Could you output the entire listing without altering anything?
----- DATA EXCERPTS -----
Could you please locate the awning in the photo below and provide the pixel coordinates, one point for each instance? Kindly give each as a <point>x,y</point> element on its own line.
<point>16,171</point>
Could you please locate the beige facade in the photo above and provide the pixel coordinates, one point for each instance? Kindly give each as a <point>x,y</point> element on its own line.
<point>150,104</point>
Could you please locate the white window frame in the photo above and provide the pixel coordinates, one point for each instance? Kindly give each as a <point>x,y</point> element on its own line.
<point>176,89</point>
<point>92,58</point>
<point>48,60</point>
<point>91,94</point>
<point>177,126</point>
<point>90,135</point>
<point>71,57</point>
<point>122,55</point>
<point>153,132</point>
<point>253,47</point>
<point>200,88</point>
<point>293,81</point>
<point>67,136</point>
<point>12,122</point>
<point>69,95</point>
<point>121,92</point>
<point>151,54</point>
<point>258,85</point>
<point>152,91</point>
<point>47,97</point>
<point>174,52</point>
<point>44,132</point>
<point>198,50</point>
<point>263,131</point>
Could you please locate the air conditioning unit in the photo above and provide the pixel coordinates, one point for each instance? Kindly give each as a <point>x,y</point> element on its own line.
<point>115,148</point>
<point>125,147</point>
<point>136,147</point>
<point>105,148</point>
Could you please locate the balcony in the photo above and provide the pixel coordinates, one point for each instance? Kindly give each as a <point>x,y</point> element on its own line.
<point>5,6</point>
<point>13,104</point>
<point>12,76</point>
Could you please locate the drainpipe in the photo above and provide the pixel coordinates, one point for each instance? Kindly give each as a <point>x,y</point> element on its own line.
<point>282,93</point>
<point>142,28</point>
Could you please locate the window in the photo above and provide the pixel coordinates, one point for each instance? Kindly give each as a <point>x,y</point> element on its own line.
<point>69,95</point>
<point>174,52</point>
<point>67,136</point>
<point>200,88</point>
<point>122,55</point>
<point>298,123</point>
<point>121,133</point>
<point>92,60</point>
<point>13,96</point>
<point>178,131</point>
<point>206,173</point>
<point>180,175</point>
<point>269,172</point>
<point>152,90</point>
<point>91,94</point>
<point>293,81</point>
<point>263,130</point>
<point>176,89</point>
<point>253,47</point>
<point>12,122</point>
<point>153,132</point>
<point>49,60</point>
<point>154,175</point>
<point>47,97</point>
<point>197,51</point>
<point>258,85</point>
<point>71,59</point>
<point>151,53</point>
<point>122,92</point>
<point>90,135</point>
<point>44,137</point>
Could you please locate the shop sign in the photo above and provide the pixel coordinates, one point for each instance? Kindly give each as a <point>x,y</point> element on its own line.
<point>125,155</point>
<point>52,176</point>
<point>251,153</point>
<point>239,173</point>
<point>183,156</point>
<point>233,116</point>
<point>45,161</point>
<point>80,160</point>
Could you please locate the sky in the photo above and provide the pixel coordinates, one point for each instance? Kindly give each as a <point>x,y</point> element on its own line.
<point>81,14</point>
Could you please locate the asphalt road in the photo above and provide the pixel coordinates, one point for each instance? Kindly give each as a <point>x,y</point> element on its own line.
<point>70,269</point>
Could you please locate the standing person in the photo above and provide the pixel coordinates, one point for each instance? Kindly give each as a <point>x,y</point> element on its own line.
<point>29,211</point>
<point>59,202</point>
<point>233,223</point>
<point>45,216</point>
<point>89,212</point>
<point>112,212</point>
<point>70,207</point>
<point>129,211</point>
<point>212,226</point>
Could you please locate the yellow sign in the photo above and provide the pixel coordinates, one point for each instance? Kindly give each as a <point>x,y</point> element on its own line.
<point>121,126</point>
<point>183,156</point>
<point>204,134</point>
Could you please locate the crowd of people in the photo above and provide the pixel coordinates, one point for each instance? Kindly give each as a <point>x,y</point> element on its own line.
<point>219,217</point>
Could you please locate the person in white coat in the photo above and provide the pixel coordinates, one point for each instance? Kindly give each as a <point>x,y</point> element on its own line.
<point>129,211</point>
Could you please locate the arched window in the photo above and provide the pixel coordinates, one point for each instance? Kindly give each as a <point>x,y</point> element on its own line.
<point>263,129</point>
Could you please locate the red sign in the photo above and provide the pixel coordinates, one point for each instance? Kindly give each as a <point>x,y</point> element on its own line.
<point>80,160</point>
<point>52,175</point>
-----
> **EXERCISE RESULT**
Could you please locate the awning in the photo below and provide the pixel coordinates, one point for each instance? Kindly give each as a <point>x,y</point> element on its own line.
<point>16,171</point>
Could you please locate the beige facade in the photo above and provide the pixel coordinates, one point for each instance? Kindly give each as a <point>x,y</point> element on its own line.
<point>150,104</point>
Could you please locate the white window frame in the photo above and provide the pixel coordinates, one point for each instance? Kindly give each as a <point>x,y</point> element on its own line.
<point>176,89</point>
<point>92,58</point>
<point>48,60</point>
<point>91,94</point>
<point>177,126</point>
<point>90,135</point>
<point>71,57</point>
<point>122,55</point>
<point>153,132</point>
<point>253,47</point>
<point>200,88</point>
<point>293,81</point>
<point>67,136</point>
<point>12,122</point>
<point>69,95</point>
<point>121,92</point>
<point>151,54</point>
<point>258,85</point>
<point>152,91</point>
<point>47,97</point>
<point>174,52</point>
<point>44,132</point>
<point>198,50</point>
<point>263,131</point>
Could you please locate the air conditioning unit in the photo above and provide the pixel coordinates, one point for each instance? Kindly give each as a <point>x,y</point> element on its own line.
<point>115,148</point>
<point>125,147</point>
<point>136,147</point>
<point>105,148</point>
Could you please locate the balcony in the photo above and provide the pixel coordinates, one point for each instance? Kindly give each as a <point>x,y</point> element on its own line.
<point>5,6</point>
<point>13,104</point>
<point>12,76</point>
Could you please locate the drainpipe in the photo above and provide the pixel coordinates, one point for each instance? Kindly give each as a <point>x,y</point> element on its own line.
<point>282,93</point>
<point>142,28</point>
Could you please locate the window in the photo above and provide the pixel coordinates, one point for each instance? Kindly give each as a <point>x,y</point> element on its own line.
<point>69,95</point>
<point>174,52</point>
<point>67,136</point>
<point>200,88</point>
<point>122,55</point>
<point>298,123</point>
<point>121,133</point>
<point>92,60</point>
<point>13,96</point>
<point>178,131</point>
<point>206,173</point>
<point>180,175</point>
<point>269,172</point>
<point>152,90</point>
<point>91,94</point>
<point>293,81</point>
<point>263,130</point>
<point>176,89</point>
<point>253,47</point>
<point>12,122</point>
<point>153,132</point>
<point>49,60</point>
<point>154,175</point>
<point>47,97</point>
<point>197,51</point>
<point>258,85</point>
<point>71,59</point>
<point>151,53</point>
<point>122,92</point>
<point>90,135</point>
<point>44,137</point>
Could you please locate the shop sign in the photo above and provide the pixel coordinates, one point for each instance? Kindly give each as a <point>x,y</point> element on its own line.
<point>125,155</point>
<point>52,176</point>
<point>251,153</point>
<point>239,173</point>
<point>183,156</point>
<point>233,116</point>
<point>45,161</point>
<point>80,160</point>
Could you please locate the sky in the photo above and provide the pixel coordinates, one point for each instance? Kindly give each as a <point>x,y</point> element on its own line.
<point>81,14</point>
Could you please locate the asphalt road in the photo above and provide the pixel coordinates, one point for each instance? Kindly give each as a <point>x,y</point> element on its own line.
<point>70,269</point>
Could you please locate the standing person in the photo above and provide the pixel coordinates, one point for each instance? Kindly give each as a <point>x,y</point> element on its own line.
<point>29,211</point>
<point>59,202</point>
<point>233,223</point>
<point>45,216</point>
<point>89,212</point>
<point>112,212</point>
<point>70,207</point>
<point>129,211</point>
<point>212,226</point>
Could you please locate the yellow sign in the photo above and provide the pixel coordinates, one point for each instance? Kindly give each as a <point>x,y</point> element on its own line.
<point>121,126</point>
<point>183,156</point>
<point>204,134</point>
Could you please locate the crowd of people in the photo above and provide the pixel coordinates, one point for each instance? Kindly give each as a <point>x,y</point> element on its own line.
<point>219,217</point>
Could you please locate the person in white coat in the photo above and provide the pixel coordinates, one point for each instance? Kindly give each as a <point>x,y</point> element on its own line.
<point>129,211</point>
Could you please locate the arched window in the photo above and provide the pixel coordinates, one point for each instance? Kindly give each as a <point>x,y</point> element on its own line.
<point>263,129</point>
Could you please locate the red sign in the photo above and provide the pixel coordinates, one point for each instance? Kindly give each as a <point>x,y</point> element on its own line.
<point>80,160</point>
<point>52,175</point>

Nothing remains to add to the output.